Collection entries
§

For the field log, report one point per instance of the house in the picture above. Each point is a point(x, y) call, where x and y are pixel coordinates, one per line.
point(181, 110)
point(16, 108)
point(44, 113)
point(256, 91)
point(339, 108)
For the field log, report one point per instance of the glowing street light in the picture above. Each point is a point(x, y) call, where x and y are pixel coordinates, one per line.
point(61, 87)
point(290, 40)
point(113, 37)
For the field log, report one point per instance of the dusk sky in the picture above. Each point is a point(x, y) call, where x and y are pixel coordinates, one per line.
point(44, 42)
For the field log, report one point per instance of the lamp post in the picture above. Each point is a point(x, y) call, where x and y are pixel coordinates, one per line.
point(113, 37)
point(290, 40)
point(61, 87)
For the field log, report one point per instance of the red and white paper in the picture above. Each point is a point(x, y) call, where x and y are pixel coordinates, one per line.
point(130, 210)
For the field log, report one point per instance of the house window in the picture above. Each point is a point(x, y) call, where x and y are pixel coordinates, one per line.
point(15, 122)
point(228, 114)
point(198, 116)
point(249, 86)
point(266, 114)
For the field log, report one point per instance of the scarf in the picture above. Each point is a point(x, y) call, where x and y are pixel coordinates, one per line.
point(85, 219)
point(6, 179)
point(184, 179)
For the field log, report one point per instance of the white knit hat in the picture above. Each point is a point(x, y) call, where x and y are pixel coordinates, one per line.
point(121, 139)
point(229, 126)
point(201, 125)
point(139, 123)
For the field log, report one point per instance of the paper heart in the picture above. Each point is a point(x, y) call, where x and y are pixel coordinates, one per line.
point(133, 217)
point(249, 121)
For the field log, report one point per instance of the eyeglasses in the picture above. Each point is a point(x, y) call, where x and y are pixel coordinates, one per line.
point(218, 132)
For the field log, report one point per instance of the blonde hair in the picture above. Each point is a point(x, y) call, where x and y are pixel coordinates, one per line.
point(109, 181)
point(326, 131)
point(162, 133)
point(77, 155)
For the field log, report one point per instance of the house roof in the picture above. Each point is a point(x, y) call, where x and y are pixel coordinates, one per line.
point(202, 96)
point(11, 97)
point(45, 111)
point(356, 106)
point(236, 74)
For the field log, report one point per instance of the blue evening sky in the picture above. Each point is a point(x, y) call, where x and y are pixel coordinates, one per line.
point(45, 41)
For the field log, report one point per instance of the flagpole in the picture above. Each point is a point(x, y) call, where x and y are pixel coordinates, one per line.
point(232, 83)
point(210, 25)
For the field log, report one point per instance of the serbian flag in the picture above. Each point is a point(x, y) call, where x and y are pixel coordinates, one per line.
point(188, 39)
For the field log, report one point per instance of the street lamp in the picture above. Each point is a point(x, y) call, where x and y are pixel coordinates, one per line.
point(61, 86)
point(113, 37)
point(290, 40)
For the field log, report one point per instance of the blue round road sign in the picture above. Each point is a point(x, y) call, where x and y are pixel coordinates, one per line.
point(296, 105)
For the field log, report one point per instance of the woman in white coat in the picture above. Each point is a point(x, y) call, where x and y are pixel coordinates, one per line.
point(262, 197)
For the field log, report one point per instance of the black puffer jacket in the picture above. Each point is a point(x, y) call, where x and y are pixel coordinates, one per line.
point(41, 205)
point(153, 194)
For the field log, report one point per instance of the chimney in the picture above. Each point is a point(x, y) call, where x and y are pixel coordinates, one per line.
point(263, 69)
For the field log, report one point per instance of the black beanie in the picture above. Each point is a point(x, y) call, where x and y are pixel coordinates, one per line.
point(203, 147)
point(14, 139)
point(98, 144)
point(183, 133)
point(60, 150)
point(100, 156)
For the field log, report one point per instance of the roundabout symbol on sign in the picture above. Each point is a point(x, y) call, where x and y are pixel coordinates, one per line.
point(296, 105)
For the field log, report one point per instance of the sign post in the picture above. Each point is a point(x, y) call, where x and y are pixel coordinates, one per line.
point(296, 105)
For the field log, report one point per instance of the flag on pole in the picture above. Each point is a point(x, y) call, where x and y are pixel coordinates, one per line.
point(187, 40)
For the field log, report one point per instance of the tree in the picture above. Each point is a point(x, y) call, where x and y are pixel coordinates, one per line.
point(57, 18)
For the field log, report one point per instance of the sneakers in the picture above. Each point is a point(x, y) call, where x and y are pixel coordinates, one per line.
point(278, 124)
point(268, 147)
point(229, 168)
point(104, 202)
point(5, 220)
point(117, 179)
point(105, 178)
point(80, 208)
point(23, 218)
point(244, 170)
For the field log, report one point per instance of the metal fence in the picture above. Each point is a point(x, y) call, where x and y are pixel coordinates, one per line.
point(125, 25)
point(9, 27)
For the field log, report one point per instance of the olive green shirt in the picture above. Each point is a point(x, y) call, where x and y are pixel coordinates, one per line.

§

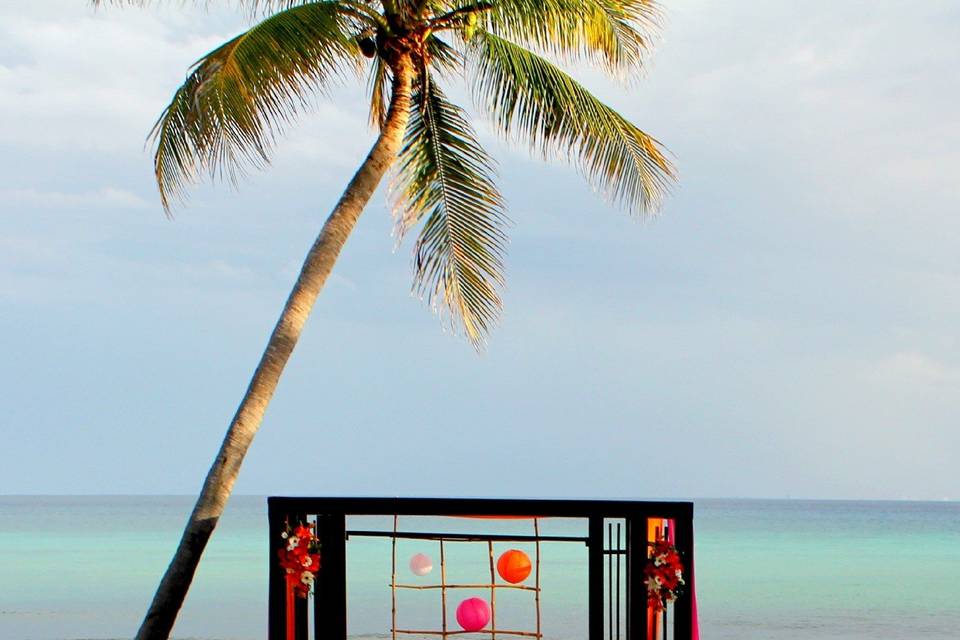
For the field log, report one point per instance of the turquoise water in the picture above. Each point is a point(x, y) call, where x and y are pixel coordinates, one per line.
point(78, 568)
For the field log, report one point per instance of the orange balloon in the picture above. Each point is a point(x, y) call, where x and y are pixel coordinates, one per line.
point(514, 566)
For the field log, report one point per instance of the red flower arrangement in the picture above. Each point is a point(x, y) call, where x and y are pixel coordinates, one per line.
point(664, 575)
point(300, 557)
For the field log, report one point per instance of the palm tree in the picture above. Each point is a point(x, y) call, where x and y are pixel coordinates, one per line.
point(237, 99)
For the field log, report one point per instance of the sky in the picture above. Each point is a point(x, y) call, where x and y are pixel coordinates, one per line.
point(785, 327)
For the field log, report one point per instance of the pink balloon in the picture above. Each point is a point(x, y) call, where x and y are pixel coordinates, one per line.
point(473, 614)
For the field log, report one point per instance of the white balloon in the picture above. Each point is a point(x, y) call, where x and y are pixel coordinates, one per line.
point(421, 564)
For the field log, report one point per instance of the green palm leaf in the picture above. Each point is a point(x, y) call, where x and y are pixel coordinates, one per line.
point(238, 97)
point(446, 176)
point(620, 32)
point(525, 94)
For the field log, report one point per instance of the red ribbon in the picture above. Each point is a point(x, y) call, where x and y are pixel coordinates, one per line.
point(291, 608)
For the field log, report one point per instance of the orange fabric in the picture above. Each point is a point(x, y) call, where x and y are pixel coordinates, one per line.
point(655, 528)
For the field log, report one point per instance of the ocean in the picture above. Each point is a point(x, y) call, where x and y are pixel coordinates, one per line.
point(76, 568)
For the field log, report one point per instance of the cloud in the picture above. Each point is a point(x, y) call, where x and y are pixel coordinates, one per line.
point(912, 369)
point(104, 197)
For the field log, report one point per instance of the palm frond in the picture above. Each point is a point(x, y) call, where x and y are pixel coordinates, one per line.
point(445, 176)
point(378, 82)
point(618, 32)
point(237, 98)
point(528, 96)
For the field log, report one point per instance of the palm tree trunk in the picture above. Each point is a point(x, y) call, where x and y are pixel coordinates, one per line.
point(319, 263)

§

== THE PROBLEM ==
Rewrite the lines from the one with "the palm frond" to the one with "point(528, 96)", both included, requests too. Multiply every coordinate in the answers by 1.6 and round each result to a whole number, with halves rounded up.

== FINISHED ANSWER ==
For the field log, report one point per instance of the palm frond in the picture above. Each point is a point(x, y) call, where x and y are pixel coordinates, one per line.
point(712, 282)
point(605, 131)
point(989, 51)
point(379, 157)
point(845, 154)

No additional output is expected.